= Task goal =
Copy each entry below unchanged; the images do not go in the copy.

[Point-per-instance localization data]
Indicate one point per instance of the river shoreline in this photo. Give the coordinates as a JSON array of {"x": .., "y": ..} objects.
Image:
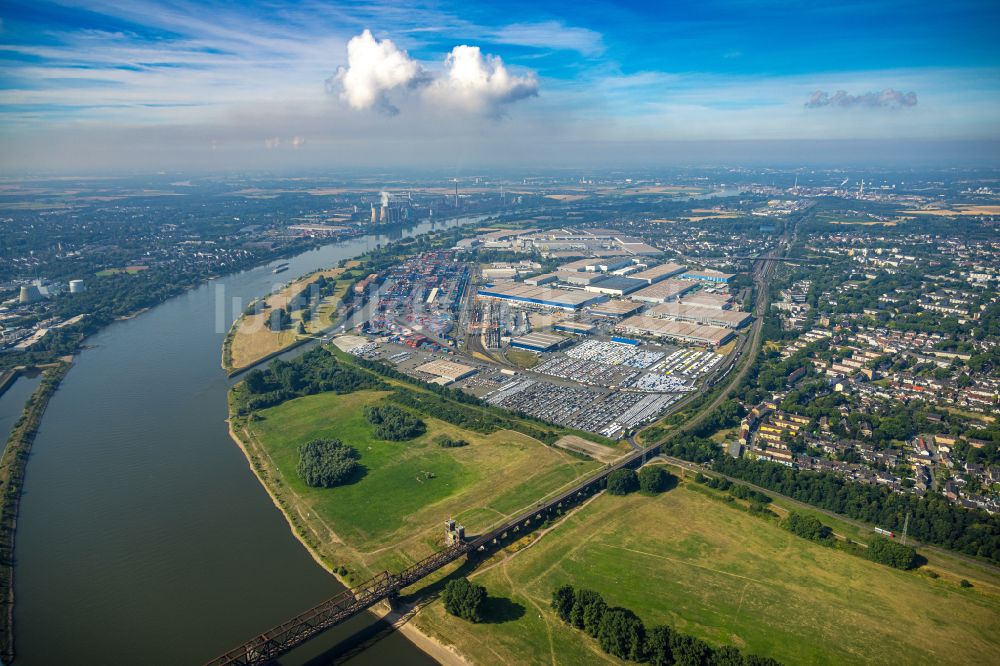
[
  {"x": 13, "y": 467},
  {"x": 262, "y": 470}
]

= Your response =
Indicate one point per instance of the river shoreline in this photo. Give the coordinates as a JSON array of {"x": .., "y": ..} objects.
Image:
[
  {"x": 13, "y": 467},
  {"x": 262, "y": 470}
]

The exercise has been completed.